+++ Source data +++

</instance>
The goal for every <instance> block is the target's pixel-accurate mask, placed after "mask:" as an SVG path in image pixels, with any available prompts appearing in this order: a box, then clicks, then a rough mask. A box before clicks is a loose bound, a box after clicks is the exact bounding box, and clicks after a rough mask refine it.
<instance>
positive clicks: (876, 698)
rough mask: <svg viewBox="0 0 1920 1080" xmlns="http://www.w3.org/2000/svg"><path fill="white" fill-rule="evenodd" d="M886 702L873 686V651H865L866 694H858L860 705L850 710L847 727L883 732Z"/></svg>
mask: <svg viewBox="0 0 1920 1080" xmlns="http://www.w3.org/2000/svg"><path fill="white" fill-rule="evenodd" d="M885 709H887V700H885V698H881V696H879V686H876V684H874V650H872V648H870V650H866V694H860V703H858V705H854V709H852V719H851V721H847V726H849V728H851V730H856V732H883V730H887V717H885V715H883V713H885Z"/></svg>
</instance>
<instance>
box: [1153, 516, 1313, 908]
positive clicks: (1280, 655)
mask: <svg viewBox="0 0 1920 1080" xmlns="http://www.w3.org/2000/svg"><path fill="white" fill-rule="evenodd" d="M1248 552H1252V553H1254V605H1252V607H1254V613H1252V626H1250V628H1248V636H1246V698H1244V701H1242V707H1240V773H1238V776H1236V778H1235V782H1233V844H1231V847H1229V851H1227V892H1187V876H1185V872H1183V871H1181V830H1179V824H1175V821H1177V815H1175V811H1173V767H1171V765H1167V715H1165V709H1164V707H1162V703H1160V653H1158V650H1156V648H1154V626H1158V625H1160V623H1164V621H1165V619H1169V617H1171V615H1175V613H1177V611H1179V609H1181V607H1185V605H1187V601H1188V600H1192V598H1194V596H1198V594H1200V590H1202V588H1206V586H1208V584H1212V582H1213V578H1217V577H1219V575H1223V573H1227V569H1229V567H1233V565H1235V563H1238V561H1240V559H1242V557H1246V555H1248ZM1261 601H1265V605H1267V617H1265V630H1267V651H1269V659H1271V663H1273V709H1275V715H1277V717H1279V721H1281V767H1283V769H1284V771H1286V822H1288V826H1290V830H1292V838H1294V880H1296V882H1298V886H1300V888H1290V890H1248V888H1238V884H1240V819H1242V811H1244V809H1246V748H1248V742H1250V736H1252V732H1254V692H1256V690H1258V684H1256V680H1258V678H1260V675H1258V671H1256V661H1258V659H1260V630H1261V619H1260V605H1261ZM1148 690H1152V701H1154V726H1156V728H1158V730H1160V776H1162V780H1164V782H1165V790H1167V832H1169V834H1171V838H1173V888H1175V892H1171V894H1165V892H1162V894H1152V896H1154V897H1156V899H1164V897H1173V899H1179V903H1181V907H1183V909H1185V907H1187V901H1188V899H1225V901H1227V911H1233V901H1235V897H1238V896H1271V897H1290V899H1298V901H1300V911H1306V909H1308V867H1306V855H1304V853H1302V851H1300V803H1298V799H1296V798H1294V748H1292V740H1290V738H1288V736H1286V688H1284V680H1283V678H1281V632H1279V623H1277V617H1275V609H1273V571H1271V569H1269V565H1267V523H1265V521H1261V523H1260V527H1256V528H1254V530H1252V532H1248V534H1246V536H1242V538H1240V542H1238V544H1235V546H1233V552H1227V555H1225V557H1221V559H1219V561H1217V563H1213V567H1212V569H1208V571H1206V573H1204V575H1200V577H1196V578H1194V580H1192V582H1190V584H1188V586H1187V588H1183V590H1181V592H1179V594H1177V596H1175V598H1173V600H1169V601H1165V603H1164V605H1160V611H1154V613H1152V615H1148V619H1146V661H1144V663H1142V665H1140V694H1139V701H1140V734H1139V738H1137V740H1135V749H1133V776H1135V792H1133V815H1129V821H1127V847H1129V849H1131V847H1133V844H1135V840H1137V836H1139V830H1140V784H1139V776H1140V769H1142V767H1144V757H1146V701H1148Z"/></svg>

+++

● **Task requirements**: List each line in the saved data entries above that contains the string "positive".

● **Output of the task**:
positive clicks: (876, 698)
positive clicks: (1280, 655)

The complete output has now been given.